Raw data -
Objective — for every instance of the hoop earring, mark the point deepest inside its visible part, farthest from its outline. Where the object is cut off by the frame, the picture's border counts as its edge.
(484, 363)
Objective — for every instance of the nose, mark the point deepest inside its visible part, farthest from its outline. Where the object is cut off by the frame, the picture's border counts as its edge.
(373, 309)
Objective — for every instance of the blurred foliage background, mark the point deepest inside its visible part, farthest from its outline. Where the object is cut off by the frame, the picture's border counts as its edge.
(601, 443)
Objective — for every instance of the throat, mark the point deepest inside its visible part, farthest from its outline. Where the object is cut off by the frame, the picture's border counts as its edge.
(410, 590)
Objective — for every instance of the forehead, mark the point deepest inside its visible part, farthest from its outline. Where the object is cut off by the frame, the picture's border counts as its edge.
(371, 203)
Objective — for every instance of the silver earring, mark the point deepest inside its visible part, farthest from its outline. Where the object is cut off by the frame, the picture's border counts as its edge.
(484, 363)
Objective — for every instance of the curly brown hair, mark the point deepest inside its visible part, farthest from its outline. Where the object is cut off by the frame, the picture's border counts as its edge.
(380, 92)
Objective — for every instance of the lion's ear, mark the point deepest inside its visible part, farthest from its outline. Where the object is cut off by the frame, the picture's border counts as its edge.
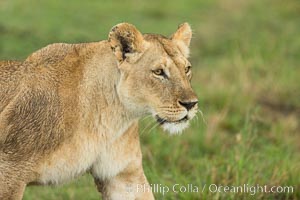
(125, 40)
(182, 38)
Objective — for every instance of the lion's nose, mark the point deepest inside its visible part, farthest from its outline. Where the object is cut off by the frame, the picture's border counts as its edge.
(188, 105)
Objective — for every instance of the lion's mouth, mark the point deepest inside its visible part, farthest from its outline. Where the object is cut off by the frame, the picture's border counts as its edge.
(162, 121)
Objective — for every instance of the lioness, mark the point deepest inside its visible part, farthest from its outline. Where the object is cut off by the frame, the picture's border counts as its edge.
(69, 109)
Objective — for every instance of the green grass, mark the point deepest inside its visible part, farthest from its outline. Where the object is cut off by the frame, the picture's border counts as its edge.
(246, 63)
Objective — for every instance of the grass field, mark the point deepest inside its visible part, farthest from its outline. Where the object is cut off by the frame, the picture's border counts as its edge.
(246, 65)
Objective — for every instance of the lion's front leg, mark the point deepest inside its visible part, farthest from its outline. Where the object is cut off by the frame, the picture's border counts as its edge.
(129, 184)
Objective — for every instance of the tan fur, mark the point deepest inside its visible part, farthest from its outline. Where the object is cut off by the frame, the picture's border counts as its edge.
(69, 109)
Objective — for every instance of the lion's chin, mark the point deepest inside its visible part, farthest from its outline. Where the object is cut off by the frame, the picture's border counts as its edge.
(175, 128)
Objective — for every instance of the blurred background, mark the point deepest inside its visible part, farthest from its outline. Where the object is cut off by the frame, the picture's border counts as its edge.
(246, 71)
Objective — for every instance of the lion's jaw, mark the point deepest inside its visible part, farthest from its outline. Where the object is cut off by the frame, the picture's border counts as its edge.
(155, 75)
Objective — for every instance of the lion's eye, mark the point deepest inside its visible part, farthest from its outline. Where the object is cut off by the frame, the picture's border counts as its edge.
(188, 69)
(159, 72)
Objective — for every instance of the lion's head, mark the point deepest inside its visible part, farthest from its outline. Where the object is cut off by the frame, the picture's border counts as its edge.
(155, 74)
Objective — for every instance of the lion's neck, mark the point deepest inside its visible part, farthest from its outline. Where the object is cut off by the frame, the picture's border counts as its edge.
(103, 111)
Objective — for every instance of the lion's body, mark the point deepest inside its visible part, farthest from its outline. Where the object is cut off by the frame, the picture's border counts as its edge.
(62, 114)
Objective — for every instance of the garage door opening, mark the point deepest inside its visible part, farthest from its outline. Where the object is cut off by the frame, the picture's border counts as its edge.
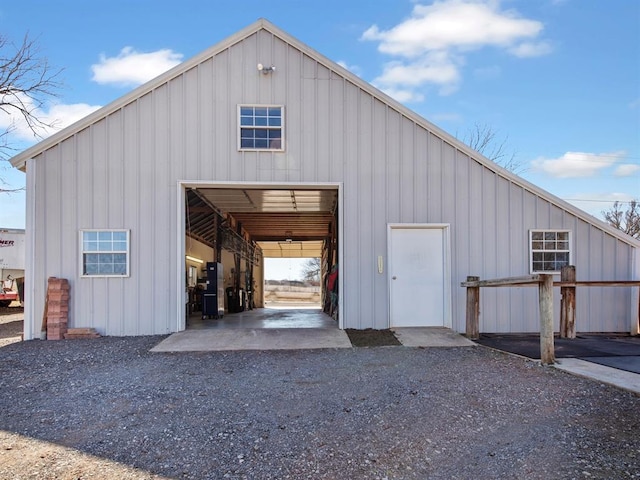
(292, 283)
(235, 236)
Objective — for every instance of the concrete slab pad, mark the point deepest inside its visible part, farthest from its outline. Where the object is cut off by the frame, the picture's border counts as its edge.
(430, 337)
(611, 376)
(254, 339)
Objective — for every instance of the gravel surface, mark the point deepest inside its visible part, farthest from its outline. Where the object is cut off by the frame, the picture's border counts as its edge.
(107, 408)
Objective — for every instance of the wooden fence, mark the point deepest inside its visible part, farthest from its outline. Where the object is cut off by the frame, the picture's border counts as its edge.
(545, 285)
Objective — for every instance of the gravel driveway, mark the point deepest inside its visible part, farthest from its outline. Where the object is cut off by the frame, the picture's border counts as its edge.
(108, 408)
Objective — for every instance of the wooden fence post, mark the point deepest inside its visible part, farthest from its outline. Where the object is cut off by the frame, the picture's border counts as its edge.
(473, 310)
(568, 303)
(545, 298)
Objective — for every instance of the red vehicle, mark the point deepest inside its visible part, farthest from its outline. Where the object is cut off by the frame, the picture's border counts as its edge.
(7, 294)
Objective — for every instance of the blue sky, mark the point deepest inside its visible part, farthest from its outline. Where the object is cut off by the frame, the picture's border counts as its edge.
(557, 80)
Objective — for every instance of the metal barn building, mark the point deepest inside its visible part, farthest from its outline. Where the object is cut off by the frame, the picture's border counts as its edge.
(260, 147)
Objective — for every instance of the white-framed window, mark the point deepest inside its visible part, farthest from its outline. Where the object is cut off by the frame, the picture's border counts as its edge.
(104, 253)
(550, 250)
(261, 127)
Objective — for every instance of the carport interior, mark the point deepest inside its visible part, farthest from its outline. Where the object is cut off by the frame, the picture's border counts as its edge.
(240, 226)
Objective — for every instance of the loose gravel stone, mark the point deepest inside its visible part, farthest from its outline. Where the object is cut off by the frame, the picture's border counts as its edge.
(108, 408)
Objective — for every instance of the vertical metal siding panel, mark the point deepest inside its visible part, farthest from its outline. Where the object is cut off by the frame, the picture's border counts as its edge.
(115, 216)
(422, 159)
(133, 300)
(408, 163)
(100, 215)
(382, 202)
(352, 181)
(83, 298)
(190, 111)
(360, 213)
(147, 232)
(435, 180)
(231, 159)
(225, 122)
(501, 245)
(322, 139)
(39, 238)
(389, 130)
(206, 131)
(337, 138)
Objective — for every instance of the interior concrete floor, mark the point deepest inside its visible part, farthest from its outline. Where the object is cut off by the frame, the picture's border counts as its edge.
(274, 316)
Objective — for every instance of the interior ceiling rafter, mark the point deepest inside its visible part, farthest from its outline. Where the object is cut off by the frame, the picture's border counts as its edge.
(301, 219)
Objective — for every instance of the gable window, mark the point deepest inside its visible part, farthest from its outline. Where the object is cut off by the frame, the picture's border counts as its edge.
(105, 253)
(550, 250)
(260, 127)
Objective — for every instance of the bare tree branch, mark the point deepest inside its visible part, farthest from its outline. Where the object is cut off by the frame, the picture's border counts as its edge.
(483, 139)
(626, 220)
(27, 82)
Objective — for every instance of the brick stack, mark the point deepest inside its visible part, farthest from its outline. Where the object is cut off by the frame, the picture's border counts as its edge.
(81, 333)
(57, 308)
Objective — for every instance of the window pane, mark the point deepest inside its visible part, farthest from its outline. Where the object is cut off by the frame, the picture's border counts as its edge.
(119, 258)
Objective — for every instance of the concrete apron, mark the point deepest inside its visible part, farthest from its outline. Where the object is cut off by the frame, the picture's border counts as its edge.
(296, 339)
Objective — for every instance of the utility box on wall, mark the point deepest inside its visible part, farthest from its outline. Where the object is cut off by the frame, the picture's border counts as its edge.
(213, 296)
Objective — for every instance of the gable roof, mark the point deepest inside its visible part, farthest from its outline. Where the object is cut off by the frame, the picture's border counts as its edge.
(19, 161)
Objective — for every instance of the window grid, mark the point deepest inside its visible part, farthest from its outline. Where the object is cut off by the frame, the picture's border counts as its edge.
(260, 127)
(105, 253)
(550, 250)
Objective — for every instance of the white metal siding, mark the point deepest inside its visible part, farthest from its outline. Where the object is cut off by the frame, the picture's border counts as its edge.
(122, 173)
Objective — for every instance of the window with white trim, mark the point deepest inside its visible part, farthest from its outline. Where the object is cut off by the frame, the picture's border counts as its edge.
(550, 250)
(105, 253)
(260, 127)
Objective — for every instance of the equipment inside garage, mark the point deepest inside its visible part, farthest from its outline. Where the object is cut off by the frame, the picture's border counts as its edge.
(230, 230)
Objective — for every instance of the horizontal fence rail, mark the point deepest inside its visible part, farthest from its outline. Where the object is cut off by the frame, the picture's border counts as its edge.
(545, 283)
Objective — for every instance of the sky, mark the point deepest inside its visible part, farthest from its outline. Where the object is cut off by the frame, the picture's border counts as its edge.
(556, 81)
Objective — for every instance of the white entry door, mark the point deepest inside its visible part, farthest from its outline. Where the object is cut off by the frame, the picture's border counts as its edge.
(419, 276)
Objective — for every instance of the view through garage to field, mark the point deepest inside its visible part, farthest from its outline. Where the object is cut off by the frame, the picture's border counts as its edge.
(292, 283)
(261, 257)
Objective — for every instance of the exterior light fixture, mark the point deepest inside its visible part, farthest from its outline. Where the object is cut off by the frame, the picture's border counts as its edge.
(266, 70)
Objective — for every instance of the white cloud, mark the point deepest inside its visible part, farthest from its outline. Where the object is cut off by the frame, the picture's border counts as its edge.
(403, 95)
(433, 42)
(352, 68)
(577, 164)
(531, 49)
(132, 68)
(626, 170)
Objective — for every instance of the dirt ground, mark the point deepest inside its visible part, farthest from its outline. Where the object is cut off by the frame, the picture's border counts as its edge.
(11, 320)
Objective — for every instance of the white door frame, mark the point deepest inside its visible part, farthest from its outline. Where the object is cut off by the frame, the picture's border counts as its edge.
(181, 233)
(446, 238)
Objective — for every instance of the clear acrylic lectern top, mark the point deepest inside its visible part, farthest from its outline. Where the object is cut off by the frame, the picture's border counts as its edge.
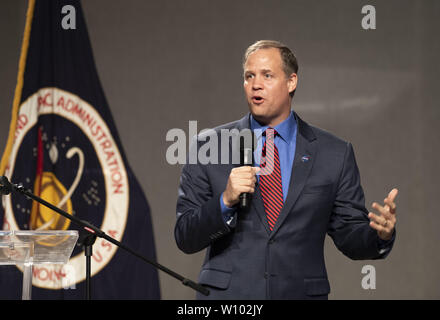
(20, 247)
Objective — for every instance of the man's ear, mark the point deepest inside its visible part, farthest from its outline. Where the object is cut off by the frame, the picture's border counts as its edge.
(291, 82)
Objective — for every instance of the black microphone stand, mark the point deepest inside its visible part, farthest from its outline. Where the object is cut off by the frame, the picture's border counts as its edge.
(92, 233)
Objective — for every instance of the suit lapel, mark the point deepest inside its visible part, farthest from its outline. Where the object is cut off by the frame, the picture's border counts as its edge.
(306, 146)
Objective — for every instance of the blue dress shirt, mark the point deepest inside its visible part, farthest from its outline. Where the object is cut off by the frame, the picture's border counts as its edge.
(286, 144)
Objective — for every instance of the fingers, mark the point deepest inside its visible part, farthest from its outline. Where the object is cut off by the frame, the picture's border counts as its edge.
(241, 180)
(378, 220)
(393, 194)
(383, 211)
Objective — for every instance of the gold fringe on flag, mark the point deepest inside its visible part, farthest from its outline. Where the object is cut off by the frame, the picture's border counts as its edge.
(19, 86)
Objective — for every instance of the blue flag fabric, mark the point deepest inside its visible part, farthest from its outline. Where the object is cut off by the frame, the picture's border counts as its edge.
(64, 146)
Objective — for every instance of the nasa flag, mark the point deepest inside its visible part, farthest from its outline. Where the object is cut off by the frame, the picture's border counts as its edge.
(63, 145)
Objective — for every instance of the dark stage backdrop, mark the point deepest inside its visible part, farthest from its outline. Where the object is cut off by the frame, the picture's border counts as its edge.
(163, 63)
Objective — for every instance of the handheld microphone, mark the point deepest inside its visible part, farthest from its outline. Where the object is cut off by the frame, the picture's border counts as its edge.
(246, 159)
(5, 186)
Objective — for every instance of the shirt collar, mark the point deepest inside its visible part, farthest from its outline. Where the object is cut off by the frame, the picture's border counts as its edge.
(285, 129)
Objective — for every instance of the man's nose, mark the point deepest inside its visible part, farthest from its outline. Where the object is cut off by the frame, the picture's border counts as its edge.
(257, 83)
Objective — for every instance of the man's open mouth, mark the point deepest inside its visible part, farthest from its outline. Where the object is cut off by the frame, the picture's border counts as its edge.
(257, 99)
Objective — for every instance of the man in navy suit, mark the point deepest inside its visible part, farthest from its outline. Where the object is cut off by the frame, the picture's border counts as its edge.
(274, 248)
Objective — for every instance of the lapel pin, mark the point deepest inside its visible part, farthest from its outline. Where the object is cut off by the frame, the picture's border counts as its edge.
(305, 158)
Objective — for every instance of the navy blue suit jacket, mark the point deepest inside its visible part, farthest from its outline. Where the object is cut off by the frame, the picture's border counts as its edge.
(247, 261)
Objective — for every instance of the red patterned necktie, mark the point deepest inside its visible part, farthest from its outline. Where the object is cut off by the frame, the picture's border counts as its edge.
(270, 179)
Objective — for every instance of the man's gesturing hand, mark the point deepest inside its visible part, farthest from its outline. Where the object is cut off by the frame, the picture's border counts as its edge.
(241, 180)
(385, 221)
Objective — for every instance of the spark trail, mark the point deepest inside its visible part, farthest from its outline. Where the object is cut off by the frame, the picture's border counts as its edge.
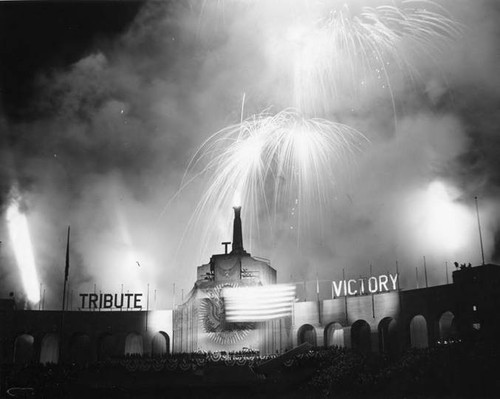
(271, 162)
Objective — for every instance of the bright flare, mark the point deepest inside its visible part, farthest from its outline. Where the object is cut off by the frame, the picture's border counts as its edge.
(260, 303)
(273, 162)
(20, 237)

Goal of the exercise -
Copy exactly, please, the lines that run from the line holding "Objective — for every instance of the shirt" through the closing line of the material above, omitting every picture.

Result of this exercise -
Objective — for every instance of the shirt collar, mark the point deepest inside its visible part, farthest from its outline. Where the object is cut off by the frame, the picture's border counts as its edge.
(285, 129)
Objective — for every instance of the man's nose, mark the point deepest inside its visible part, farthest from its outline. Where the object is cut off by the frame, the picture's border counts as its edge.
(257, 83)
Objective — for every instance of the man's open mouth, mark the point deepest inside its visible part, farthest from its outline. Where the object is cut off by the frame, the picture's border counts as its edge.
(257, 99)
Objective — for every instance of the man in navy suit, mark the point deepest inside its visible part, farthest from its outline. Where the object is cut off by the frame, the picture's border counts as its edge.
(274, 248)
Objective — for every instance of the lapel pin, mark the point deepest inside its visible part, farthest from its outline. Where the object is cut off by the frame, the picture's border counts as its edge.
(305, 158)
Objective — for every instance of the navy blue suit jacket, mark the point deepest inside its visible part, farthest from its outline. Where the object is cut off by the frame, the picture's border counts as its edge.
(247, 261)
Objective — for every instance of the red patterned necktie, mark the point deepest inside its visible part, farthest from its outline. Where the object is cut off by the frame, the picture's border counts as its edge.
(270, 179)
Objective — for every instance of the man's gesturing hand, mark the point deepest inside its visible part, farthest from its outline. Where the object is cut off by the frame, the picture's border counts as its edge.
(241, 180)
(385, 221)
Objective — for every instance of the spark trail, mark the point deepest inside its visible part, farthest from its outline. Where the object is cut off by the frame, the picture's border counts as its edge.
(271, 162)
Objective — for every instance of the bright flare, mark the point deepest inside its visible part, farthest from its outline. Where the object is cut off by the frame, the picture's border counts as its edge.
(260, 303)
(273, 162)
(20, 237)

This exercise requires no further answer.